- Exercise description: Count the lines in the items below that contain the string "sticker". Reply with the number alone.

- Dataset:
┏━━
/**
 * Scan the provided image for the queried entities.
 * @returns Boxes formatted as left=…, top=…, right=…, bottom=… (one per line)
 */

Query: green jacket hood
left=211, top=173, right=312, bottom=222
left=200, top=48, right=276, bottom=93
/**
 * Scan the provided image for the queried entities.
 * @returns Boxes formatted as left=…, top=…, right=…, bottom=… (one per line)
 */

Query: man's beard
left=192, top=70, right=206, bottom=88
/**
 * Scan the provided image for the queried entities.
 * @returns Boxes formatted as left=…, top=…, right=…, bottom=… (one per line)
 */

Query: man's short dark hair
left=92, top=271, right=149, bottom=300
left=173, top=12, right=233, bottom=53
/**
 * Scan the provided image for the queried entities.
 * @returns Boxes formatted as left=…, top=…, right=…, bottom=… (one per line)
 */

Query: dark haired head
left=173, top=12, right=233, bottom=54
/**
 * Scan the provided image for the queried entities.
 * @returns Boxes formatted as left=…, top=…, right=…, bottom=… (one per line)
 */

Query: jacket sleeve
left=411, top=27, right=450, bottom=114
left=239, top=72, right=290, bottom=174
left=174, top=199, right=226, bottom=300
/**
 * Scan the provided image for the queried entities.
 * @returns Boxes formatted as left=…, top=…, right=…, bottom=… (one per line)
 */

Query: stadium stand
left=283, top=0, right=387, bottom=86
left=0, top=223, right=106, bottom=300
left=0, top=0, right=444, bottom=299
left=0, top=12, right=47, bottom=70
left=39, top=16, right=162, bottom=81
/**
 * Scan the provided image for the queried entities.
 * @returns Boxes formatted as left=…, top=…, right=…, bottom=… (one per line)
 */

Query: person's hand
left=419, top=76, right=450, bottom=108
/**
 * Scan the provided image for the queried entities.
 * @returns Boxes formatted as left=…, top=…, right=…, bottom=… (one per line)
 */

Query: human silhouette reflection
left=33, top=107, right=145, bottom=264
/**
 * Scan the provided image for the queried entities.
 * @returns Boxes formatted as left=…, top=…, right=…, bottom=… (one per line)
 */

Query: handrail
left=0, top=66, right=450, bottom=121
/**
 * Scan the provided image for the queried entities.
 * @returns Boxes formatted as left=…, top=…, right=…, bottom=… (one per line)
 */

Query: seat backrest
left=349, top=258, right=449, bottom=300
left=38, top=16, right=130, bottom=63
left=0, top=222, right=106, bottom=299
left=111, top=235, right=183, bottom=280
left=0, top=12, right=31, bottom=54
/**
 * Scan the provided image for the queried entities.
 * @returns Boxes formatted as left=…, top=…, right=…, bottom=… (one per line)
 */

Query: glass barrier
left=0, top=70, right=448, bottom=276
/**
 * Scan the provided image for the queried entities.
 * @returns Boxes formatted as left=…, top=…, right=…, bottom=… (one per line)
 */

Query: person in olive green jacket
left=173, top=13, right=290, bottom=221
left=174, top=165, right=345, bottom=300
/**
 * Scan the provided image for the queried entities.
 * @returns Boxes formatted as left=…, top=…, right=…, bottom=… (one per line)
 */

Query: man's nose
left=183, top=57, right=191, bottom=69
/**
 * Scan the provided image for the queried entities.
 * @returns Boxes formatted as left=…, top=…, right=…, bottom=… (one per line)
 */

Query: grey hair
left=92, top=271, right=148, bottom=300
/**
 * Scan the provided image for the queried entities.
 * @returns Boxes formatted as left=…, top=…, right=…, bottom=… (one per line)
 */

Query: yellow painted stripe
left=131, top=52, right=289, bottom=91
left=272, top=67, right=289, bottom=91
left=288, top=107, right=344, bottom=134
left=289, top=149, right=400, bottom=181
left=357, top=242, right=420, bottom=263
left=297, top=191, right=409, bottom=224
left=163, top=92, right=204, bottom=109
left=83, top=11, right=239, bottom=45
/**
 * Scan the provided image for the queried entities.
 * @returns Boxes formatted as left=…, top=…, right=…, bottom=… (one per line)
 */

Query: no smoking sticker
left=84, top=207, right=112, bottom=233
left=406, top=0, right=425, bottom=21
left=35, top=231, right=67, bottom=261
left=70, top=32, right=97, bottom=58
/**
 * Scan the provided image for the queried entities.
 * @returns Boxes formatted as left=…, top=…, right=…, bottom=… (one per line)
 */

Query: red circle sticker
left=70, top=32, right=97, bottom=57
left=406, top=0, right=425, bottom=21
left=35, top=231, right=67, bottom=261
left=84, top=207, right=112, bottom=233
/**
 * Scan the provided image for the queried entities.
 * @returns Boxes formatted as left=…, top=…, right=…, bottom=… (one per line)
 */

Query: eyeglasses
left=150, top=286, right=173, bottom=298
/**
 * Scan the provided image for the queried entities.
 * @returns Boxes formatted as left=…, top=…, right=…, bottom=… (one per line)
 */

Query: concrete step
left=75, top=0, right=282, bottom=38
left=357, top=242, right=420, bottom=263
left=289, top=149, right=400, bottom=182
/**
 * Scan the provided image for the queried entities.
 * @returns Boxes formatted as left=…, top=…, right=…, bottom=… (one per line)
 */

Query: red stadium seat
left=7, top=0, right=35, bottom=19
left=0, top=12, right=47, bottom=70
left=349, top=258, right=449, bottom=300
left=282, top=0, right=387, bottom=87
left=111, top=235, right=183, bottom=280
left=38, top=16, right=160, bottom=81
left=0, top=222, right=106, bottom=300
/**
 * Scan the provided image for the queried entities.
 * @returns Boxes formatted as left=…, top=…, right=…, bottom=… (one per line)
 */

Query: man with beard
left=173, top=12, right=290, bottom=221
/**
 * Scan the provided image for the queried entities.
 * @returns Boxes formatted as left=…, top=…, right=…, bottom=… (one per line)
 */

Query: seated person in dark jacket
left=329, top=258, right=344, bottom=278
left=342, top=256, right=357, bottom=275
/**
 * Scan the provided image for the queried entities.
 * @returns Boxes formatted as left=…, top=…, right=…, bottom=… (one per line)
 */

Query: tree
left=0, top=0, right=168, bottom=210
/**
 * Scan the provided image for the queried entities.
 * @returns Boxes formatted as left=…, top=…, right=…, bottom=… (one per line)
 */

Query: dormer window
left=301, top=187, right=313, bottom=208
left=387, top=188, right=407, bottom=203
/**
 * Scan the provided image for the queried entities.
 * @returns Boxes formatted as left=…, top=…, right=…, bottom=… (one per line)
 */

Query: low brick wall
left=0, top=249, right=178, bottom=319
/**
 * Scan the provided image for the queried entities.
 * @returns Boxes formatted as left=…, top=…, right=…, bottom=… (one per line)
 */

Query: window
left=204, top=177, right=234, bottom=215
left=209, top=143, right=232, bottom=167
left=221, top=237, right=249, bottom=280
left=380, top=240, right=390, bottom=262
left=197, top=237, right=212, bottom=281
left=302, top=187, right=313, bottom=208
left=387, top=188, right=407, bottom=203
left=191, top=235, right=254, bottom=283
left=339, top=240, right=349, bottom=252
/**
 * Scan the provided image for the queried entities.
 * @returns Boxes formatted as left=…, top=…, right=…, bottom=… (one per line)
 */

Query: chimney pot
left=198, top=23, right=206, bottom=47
┗━━
┏━━
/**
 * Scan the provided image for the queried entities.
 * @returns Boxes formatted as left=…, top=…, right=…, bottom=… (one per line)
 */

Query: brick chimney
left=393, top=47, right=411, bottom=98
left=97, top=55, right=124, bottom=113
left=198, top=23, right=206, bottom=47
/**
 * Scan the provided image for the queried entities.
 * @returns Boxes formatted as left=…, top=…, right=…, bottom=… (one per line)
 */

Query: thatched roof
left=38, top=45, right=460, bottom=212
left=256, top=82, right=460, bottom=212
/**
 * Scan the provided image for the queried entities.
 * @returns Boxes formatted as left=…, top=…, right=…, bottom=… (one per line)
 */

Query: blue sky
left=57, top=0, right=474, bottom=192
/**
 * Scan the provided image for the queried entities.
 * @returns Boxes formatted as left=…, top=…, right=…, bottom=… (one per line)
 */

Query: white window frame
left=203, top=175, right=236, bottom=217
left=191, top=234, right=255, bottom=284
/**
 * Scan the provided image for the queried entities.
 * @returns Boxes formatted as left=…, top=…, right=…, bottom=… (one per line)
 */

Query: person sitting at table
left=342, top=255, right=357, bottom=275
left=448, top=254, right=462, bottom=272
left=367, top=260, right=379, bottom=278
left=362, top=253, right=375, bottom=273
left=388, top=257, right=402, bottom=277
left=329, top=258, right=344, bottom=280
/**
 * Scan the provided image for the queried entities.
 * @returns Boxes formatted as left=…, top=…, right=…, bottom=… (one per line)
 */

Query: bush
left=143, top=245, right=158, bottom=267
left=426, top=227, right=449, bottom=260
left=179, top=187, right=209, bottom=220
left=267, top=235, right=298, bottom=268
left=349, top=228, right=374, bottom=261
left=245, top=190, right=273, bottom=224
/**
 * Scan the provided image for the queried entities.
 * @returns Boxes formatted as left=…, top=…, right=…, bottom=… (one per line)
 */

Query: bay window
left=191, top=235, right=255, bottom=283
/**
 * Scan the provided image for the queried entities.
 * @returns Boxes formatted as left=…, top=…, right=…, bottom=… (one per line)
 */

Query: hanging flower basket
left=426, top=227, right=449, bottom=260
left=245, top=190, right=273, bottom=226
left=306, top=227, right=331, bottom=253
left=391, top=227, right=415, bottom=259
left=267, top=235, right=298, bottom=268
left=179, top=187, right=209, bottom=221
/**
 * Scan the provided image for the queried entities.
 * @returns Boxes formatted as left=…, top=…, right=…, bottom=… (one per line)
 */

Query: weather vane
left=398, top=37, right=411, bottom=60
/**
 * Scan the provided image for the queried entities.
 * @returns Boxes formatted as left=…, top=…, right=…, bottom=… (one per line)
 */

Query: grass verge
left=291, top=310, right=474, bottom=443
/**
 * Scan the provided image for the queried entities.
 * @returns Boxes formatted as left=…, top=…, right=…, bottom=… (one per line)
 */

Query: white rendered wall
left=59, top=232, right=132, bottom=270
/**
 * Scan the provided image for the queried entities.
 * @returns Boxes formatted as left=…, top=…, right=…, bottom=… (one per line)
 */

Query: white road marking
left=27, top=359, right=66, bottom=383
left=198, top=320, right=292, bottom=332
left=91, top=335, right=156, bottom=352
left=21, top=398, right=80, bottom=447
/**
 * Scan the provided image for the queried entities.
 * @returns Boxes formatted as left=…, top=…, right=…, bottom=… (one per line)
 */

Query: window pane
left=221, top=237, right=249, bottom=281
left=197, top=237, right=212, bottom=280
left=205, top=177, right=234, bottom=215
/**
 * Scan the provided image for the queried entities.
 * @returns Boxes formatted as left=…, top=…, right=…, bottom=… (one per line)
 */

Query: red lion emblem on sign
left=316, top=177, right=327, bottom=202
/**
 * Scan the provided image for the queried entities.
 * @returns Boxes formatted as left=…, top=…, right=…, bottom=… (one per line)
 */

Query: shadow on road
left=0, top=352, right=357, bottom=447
┗━━
┏━━
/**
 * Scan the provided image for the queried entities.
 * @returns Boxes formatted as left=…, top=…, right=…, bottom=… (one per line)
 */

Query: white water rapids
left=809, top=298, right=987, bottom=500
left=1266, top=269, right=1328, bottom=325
┗━━
- Correct response: 2